Every entry is to be returned verbatim.

===== The data

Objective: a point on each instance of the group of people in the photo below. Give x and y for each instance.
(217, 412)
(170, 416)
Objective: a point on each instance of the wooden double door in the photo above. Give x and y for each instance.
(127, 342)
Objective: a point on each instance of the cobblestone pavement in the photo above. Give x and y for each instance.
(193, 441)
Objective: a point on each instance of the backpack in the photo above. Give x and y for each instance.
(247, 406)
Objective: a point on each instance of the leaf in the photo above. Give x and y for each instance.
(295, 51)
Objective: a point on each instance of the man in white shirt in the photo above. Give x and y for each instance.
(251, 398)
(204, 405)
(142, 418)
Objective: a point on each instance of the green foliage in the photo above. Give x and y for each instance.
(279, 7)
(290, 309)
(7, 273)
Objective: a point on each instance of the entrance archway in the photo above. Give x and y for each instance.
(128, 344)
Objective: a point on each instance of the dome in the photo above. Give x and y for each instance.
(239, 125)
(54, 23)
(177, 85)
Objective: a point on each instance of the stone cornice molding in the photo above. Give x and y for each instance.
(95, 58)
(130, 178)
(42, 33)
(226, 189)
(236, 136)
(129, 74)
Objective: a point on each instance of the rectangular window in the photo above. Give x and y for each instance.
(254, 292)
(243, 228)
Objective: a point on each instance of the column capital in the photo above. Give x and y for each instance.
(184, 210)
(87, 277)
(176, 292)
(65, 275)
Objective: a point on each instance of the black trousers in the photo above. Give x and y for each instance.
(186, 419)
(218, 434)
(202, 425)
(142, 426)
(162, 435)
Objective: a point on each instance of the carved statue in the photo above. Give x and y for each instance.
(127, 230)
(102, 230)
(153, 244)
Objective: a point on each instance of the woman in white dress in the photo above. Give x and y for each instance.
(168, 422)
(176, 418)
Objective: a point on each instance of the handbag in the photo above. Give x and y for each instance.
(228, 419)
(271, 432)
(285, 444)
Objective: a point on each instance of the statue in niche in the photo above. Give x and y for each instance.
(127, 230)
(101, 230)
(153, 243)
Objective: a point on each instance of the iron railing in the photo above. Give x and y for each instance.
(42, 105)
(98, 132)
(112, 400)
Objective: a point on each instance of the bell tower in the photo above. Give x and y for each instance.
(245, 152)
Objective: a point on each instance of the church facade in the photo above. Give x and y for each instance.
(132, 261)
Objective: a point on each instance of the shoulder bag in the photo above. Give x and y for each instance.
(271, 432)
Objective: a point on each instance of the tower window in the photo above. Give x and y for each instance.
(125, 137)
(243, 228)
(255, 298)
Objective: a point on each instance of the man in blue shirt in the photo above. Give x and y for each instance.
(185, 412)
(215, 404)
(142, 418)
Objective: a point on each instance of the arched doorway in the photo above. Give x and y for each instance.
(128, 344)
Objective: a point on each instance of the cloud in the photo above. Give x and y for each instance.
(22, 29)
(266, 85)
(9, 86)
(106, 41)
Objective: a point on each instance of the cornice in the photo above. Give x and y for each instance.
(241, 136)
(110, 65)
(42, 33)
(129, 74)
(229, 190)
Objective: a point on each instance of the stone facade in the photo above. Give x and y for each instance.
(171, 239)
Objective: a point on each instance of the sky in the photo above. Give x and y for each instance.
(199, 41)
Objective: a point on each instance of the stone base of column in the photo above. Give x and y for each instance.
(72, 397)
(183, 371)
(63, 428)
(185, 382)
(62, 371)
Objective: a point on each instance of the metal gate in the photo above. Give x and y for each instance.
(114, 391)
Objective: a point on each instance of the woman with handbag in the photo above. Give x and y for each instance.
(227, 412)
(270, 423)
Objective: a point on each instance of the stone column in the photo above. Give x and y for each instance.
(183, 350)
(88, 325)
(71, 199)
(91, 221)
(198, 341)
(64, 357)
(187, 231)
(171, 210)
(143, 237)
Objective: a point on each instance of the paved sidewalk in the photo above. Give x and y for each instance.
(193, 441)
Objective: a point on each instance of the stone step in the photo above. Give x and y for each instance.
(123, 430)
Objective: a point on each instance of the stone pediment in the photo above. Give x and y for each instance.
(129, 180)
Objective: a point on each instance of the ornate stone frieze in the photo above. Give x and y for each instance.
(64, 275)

==========

• Finished exercise:
Objective: a point on each instance of the group of people in the photo below. Give x and y for each instance.
(217, 412)
(170, 416)
Objective: a point on each instance of the wooden double door in the photo above. Give x and y for each instance.
(127, 342)
Objective: a point on each instance of the cobblestone pavement in the photo above. Give x and y for each instance.
(193, 441)
Objective: a point on each instance of the backpack in the photo above. Give x and y for each instance.
(247, 406)
Objective: a point on each instance of the leaf in the photo above. Give x and y for each instance.
(295, 51)
Objective: a point on each instance of the man in white shirt in the photo above. Give x and y for each instance.
(251, 398)
(204, 405)
(142, 418)
Objective: a point on each instance of the green foliage in the photo above. Give x and y for each instance.
(279, 7)
(290, 309)
(7, 273)
Objective: a point on each instance of the entrance archway in the photo above. Give x and y for each instance.
(128, 344)
Objective: a point on each instance of the dome in the photo above. Give x and y for each instance.
(239, 125)
(54, 23)
(177, 85)
Objective: a point on each instance of the stone cornice molding in the photo above. Give x and y for each instance.
(95, 58)
(130, 178)
(42, 33)
(226, 189)
(236, 136)
(129, 74)
Objective: a point on each instance of the rectangular window in the photo above. Give x and y for each instance.
(254, 292)
(243, 228)
Objective: a point on each instance of the column capital in the photo above. Give x and y for each instance.
(184, 210)
(87, 277)
(176, 292)
(65, 275)
Objective: a point on each instance of the black trousers in the photo above. Give x and y for each instance.
(186, 419)
(218, 434)
(202, 425)
(142, 426)
(162, 435)
Objective: a point on each instance of the carved statue in the photo above. Give x and y for each instance.
(127, 230)
(102, 230)
(153, 244)
Objective: a point on each instance of the woman in white dress in the photo above. Give x and y for each instance.
(168, 422)
(176, 418)
Objective: a point on each instance of the handbag in the photo above. Give x and y for each instance.
(228, 419)
(271, 432)
(285, 444)
Objective: a point on each instance of the statue in niche in the photo above. Give x and y for each instance.
(127, 230)
(101, 230)
(153, 243)
Objective: a point on each instance of the iron railing in the photo above. Give x and y for each instance.
(42, 105)
(98, 132)
(112, 400)
Objective: a point on each instance of the bell tower in the photo above. Give x and y for each instance.
(245, 152)
Objective: a point on each instance of the church facade in the photo above. Give x and y for each instance.
(132, 261)
Objective: a point on each instance of the shoulder bag in the photo above. Give x and y for each instance.
(271, 432)
Objective: a point on each instance of the tower window in the photo above. Give x and y for each instance.
(125, 137)
(243, 228)
(255, 298)
Objective: a point on each instance of the man in blue shirt in the photo above. Give x and y for each instance.
(185, 412)
(215, 404)
(142, 418)
Objective: a point on each instance of the arched doorway in the photo above. Give x and y for each instance.
(128, 344)
Objective: a point on each instance of the cloud in the photo above. Give x and y for each instance.
(22, 29)
(266, 85)
(9, 86)
(106, 41)
Objective: a point on each instance of the cornice in the photo above. Give x and y for each instance.
(241, 136)
(110, 65)
(42, 33)
(129, 74)
(229, 190)
Objective: a point on each instance of the stone facade in the photo above. Give x and y for each instance.
(171, 239)
Objective: a point on each instance of the sky in the photo above. Give x and y for each instance.
(199, 41)
Objective: a point on each instance of the stone base of column in the photo above. Give x and y for each instance.
(72, 397)
(183, 371)
(63, 428)
(185, 382)
(62, 371)
Objective: a point on each instance of the metal gate in the photo above. Give x and y for each instance.
(114, 391)
Objective: a point on each instance of the woman with handbag in the photo above. Give x and y for each instance.
(227, 412)
(270, 423)
Objective: a point on each instance of the stone column in the photo above. Give x and y for each instance.
(183, 350)
(88, 325)
(71, 199)
(91, 221)
(198, 341)
(64, 357)
(187, 231)
(171, 210)
(143, 237)
Objective: a point on each instance of the paved sidewalk in the photo above. Give x and y for each instance.
(193, 441)
Objective: a point on each instance of the stone step in the photo above. Give x and y for each instance.
(123, 430)
Objective: a point on each instance of the stone pediment in the photo above. Give x and y for each instance.
(129, 180)
Objective: a point on each instance of the ornate stone frieze in the photo above. Give x and y for each instance.
(64, 275)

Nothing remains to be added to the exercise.